- **What the task requires**:
What is the count of lines in the records that include "jacket"? Reply with that number alone.

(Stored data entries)
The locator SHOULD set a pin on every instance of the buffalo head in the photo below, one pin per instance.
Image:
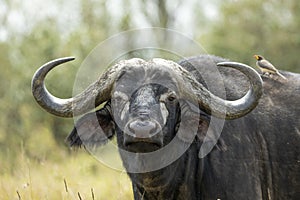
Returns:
(146, 101)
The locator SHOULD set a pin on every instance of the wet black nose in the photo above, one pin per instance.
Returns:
(143, 129)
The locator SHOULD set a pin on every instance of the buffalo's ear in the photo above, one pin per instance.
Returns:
(93, 129)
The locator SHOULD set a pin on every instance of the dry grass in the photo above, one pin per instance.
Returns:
(76, 176)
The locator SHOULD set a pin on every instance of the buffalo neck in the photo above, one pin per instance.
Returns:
(173, 181)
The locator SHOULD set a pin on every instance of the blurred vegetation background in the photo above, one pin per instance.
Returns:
(35, 163)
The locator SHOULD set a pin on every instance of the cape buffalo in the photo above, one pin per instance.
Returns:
(150, 105)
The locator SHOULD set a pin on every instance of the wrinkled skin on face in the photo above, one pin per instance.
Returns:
(144, 113)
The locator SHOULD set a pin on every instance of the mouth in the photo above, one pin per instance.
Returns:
(143, 145)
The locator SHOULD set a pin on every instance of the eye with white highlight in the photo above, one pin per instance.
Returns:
(121, 100)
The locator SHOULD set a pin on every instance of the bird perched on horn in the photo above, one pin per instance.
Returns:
(266, 67)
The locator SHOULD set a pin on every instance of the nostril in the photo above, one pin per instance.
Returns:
(143, 129)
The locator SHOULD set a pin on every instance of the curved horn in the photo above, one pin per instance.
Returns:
(221, 108)
(91, 97)
(210, 103)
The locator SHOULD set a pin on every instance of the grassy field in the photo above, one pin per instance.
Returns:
(69, 176)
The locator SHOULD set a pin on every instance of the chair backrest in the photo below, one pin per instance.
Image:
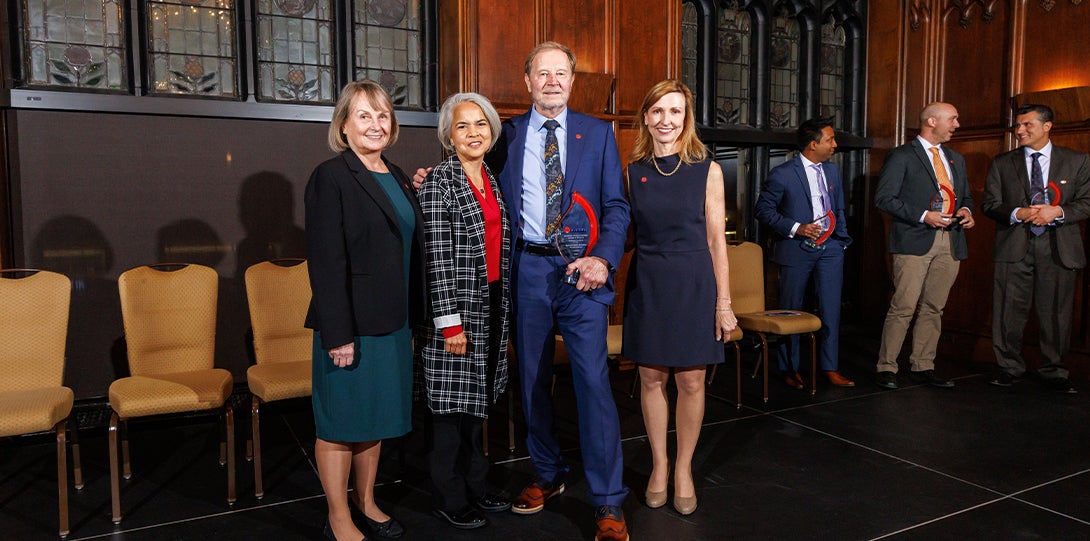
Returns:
(279, 297)
(34, 312)
(169, 314)
(747, 277)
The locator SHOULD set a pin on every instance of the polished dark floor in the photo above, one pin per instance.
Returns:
(971, 463)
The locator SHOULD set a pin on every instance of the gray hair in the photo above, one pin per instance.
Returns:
(447, 115)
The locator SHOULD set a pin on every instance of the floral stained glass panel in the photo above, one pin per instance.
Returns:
(689, 46)
(831, 85)
(74, 44)
(784, 73)
(733, 67)
(294, 51)
(388, 48)
(192, 47)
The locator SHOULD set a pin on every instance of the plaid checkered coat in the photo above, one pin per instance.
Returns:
(458, 292)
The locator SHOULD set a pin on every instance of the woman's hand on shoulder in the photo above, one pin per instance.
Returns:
(343, 356)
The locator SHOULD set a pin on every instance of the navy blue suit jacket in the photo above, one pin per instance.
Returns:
(592, 168)
(785, 201)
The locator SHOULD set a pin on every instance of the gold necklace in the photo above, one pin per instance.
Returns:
(655, 161)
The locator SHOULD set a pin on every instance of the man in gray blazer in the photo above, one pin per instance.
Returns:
(923, 188)
(1037, 194)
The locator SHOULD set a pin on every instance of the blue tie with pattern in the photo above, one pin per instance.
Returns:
(1037, 189)
(554, 178)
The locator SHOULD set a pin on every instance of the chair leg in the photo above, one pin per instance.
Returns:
(813, 364)
(76, 464)
(229, 425)
(62, 477)
(126, 466)
(510, 421)
(114, 482)
(255, 445)
(764, 363)
(738, 375)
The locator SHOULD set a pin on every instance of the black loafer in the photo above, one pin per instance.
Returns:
(929, 377)
(886, 380)
(468, 519)
(492, 503)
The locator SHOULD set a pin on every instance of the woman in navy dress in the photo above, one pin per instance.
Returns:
(365, 251)
(677, 309)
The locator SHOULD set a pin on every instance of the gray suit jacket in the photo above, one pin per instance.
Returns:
(1007, 188)
(907, 184)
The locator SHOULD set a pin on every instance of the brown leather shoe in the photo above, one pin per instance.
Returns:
(838, 380)
(532, 499)
(610, 524)
(794, 380)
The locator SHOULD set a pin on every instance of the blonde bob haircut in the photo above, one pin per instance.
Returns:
(690, 149)
(375, 95)
(447, 117)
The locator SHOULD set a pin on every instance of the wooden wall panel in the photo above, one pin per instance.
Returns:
(644, 52)
(976, 87)
(583, 25)
(500, 53)
(1055, 46)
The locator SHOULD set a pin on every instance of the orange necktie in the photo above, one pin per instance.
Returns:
(944, 179)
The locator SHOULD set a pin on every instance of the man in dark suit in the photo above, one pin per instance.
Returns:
(583, 160)
(1037, 194)
(795, 194)
(923, 188)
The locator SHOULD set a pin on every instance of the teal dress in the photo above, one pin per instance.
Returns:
(372, 398)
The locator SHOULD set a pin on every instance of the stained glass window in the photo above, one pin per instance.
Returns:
(295, 51)
(76, 44)
(388, 48)
(733, 67)
(689, 45)
(192, 47)
(831, 86)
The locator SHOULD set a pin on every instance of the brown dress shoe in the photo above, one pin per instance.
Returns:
(838, 380)
(610, 524)
(532, 499)
(794, 380)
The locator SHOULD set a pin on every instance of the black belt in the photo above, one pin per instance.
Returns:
(535, 249)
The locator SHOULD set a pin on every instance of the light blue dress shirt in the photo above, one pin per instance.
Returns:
(533, 172)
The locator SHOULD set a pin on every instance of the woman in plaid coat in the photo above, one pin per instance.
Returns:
(468, 240)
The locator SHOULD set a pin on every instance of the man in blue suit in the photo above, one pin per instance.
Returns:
(794, 195)
(590, 166)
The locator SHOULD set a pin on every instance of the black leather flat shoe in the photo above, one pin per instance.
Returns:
(492, 503)
(468, 519)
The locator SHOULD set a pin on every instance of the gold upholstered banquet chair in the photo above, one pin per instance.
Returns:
(279, 293)
(747, 296)
(34, 314)
(169, 314)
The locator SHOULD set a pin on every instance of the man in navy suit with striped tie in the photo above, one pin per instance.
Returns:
(794, 195)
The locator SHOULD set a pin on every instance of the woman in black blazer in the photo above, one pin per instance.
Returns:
(464, 344)
(364, 236)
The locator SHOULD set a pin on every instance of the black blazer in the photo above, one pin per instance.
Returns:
(907, 183)
(355, 256)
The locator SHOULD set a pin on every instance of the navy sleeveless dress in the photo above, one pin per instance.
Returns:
(669, 308)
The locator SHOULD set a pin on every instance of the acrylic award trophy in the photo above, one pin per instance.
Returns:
(577, 233)
(826, 223)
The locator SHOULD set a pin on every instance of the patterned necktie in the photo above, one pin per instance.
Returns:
(1037, 189)
(554, 178)
(944, 178)
(826, 200)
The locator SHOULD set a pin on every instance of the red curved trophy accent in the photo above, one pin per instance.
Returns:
(828, 230)
(1055, 189)
(949, 199)
(577, 199)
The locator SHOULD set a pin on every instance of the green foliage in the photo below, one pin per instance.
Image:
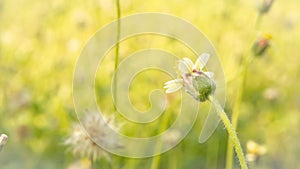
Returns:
(41, 40)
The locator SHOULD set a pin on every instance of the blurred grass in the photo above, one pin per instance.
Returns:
(41, 40)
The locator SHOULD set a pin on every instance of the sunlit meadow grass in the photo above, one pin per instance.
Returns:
(41, 40)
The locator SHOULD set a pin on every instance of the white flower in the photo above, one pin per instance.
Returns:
(82, 144)
(196, 81)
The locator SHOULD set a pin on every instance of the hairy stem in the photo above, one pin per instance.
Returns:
(231, 132)
(117, 47)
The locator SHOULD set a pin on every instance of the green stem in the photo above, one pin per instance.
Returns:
(117, 47)
(231, 132)
(156, 159)
(91, 161)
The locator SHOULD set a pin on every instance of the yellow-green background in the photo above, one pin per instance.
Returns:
(40, 41)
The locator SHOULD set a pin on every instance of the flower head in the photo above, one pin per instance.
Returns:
(3, 139)
(85, 145)
(197, 82)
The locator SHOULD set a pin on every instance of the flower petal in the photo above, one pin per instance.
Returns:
(173, 85)
(201, 61)
(209, 74)
(183, 67)
(189, 63)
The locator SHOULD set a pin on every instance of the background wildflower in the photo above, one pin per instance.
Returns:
(85, 145)
(265, 6)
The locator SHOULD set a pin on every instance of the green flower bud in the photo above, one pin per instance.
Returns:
(205, 86)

- **Problem solution**:
2